A block of data:
********************

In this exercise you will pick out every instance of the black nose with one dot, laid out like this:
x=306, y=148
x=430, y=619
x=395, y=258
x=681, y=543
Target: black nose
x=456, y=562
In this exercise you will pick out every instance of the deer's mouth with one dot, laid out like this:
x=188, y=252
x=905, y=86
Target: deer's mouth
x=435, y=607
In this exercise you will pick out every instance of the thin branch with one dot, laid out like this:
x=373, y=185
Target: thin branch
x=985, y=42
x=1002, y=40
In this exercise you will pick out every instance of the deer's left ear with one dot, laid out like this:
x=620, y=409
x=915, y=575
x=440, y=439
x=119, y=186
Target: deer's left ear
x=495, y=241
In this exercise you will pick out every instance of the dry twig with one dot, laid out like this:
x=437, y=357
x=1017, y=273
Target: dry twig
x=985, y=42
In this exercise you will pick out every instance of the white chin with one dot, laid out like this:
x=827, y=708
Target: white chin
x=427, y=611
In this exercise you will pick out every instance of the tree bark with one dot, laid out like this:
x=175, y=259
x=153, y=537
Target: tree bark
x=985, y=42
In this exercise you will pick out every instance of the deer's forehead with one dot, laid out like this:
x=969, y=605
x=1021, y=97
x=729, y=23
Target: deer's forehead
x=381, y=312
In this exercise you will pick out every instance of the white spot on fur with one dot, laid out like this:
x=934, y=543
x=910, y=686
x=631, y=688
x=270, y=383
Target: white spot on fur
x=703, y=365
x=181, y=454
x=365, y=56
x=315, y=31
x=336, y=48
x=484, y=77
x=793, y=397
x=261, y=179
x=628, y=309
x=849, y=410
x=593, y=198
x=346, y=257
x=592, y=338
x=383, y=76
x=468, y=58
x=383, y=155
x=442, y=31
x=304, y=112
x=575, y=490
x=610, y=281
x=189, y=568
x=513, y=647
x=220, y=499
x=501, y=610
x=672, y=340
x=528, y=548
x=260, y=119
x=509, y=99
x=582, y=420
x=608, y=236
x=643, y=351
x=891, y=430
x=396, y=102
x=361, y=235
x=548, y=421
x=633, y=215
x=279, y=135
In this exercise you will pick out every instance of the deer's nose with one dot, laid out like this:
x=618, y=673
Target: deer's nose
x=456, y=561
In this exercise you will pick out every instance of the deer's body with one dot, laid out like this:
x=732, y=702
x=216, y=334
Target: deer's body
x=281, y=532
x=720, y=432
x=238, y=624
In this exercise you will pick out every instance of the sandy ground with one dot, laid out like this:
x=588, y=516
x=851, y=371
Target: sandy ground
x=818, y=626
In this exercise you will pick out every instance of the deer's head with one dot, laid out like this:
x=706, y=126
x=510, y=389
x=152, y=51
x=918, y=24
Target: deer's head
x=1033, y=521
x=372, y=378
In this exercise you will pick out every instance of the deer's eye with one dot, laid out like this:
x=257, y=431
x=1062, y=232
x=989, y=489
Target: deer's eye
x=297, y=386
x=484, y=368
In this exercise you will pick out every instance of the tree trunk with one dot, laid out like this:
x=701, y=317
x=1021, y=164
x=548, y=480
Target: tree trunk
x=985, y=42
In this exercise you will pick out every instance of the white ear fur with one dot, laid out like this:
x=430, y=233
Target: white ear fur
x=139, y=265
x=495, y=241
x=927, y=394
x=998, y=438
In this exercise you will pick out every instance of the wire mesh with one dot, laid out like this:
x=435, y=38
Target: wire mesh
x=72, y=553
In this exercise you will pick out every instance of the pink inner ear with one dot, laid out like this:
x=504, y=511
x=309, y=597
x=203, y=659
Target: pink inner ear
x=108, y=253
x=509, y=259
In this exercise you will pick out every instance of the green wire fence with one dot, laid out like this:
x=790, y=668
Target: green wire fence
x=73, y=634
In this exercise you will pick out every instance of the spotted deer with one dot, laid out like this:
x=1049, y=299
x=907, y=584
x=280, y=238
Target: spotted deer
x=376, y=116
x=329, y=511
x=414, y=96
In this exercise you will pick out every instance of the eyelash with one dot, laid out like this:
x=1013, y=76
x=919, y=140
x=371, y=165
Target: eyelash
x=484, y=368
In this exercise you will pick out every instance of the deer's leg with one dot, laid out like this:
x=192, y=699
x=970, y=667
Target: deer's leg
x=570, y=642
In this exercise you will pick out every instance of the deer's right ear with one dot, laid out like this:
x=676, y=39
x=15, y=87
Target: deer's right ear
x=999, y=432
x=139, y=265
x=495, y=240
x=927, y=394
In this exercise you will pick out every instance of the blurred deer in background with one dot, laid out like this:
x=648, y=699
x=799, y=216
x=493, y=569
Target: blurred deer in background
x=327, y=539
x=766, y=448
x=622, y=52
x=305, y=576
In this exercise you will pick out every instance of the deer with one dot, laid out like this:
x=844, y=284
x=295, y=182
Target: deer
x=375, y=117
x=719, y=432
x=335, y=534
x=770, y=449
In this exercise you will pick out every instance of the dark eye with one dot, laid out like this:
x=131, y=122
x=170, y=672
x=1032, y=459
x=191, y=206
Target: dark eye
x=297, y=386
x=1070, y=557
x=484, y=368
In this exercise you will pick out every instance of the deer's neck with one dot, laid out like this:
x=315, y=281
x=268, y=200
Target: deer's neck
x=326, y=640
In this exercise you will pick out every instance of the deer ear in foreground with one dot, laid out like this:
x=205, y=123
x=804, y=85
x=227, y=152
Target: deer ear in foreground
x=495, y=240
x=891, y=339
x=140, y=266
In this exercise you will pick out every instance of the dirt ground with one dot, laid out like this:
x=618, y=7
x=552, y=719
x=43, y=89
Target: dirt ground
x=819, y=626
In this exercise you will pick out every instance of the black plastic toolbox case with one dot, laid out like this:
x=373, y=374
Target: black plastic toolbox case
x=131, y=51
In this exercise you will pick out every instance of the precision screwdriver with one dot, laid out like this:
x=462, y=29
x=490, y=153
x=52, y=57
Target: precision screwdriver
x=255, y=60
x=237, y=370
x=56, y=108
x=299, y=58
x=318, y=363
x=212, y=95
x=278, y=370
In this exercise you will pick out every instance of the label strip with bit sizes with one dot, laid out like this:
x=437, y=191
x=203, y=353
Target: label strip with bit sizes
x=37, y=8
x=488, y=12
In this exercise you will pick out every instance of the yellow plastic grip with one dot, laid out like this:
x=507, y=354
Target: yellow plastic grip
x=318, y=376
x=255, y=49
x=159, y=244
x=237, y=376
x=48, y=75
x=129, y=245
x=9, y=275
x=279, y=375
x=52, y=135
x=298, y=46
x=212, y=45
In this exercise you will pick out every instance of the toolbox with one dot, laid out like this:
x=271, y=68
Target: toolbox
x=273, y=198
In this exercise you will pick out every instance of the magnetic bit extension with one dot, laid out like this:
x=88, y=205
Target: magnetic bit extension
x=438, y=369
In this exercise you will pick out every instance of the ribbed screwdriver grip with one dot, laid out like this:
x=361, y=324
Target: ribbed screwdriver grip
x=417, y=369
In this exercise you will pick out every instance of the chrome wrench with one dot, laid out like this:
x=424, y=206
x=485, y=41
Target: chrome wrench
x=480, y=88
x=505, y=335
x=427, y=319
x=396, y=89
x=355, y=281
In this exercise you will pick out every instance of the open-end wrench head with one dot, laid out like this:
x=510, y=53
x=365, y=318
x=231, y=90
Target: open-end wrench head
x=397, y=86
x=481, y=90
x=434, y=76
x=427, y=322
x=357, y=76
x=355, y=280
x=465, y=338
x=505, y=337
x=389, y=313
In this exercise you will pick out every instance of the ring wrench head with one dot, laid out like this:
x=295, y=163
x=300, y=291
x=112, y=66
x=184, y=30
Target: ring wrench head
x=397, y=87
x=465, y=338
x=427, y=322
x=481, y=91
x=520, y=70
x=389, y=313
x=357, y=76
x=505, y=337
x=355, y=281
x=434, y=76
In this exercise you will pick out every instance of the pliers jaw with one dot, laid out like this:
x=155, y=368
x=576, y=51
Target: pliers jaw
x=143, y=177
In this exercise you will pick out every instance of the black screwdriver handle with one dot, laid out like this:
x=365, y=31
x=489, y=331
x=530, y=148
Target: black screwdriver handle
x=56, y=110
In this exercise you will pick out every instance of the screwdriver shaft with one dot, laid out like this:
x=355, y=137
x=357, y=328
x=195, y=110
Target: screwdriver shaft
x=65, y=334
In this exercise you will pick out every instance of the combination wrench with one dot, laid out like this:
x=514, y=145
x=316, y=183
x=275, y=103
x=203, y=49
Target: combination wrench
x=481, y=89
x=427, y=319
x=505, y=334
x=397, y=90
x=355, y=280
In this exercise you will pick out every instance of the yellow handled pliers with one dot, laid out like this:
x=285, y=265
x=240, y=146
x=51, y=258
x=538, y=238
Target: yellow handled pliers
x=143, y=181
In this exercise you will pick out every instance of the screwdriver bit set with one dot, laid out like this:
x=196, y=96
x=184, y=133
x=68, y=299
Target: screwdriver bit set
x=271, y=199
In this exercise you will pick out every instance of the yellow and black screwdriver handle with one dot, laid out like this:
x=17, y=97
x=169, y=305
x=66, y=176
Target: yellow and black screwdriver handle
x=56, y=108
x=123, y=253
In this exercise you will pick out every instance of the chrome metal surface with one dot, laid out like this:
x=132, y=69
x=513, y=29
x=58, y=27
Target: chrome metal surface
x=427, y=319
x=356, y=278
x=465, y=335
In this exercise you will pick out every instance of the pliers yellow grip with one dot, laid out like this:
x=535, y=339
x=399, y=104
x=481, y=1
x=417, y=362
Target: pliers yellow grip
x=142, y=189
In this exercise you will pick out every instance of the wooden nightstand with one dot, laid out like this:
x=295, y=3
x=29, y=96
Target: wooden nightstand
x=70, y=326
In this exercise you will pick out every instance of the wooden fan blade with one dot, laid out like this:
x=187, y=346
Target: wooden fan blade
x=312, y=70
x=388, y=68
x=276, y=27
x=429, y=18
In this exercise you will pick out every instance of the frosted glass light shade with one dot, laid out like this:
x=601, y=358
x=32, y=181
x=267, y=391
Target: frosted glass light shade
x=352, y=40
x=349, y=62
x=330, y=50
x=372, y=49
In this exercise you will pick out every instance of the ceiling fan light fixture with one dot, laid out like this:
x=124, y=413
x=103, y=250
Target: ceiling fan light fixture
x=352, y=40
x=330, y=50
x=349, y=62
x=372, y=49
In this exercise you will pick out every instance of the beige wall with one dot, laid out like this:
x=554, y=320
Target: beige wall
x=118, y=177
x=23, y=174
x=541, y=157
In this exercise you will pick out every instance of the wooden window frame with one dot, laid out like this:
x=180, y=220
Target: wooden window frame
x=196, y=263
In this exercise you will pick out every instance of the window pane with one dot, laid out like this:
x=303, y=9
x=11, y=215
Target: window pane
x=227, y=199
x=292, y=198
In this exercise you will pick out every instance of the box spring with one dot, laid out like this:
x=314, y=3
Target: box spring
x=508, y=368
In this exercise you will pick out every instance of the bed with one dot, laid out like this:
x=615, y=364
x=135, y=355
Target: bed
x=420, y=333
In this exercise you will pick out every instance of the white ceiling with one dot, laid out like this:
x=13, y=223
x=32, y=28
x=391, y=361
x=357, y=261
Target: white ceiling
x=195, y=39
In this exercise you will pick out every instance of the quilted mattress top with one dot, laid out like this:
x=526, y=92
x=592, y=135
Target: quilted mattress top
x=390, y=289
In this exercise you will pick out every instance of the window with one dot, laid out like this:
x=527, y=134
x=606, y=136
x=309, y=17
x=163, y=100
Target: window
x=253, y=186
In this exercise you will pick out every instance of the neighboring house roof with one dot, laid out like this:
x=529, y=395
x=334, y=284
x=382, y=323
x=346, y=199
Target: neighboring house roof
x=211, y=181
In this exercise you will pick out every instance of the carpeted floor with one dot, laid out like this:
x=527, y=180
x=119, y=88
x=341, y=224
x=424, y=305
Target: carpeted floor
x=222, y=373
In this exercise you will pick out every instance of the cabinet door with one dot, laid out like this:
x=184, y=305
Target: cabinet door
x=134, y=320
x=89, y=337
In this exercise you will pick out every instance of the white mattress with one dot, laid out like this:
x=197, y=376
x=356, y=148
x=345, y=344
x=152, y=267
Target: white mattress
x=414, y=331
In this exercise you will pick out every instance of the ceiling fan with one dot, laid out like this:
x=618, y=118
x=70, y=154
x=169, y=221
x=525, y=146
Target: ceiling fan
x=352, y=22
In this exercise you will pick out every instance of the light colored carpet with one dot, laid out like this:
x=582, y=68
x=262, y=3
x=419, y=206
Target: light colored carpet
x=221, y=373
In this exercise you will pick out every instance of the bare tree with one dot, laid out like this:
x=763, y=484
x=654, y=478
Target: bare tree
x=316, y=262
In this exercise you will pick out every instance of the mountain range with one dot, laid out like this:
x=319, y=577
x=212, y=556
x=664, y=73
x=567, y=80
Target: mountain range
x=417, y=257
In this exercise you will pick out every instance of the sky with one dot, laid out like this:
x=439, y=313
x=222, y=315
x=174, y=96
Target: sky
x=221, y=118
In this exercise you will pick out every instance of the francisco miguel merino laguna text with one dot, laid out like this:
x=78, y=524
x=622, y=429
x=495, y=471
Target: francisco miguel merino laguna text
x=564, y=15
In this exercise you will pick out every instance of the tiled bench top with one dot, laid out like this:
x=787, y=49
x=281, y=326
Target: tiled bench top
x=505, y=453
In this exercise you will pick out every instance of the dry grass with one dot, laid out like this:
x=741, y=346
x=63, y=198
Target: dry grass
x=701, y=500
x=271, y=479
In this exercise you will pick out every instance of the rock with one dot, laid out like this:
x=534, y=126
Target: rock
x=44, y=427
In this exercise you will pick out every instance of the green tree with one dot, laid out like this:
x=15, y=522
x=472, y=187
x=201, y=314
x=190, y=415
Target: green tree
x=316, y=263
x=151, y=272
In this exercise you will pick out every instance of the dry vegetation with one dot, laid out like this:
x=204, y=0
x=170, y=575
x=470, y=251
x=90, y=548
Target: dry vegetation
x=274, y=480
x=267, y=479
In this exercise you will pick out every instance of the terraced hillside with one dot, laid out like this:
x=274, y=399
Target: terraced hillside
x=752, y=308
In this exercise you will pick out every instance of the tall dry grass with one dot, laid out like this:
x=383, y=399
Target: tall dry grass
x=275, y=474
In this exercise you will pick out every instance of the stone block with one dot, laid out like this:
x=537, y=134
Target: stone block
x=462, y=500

********************

- _TO DO_:
Give the items as a JSON list of strings, one string per line with blank lines omitted, starting at the line that contains "the pliers jaw" and ending at the line that contains "x=56, y=110", both included.

- _EXERCISE OUTPUT_:
[
  "In this exercise you will pick out every instance of the pliers jaw with one dot, laid out like this:",
  "x=155, y=368",
  "x=576, y=51",
  "Target: pliers jaw",
  "x=143, y=177",
  "In this exercise you will pick out every instance of the black screwdriver handle with one dot, laid out like this:",
  "x=365, y=31",
  "x=489, y=331",
  "x=530, y=148",
  "Target: black screwdriver handle",
  "x=56, y=110"
]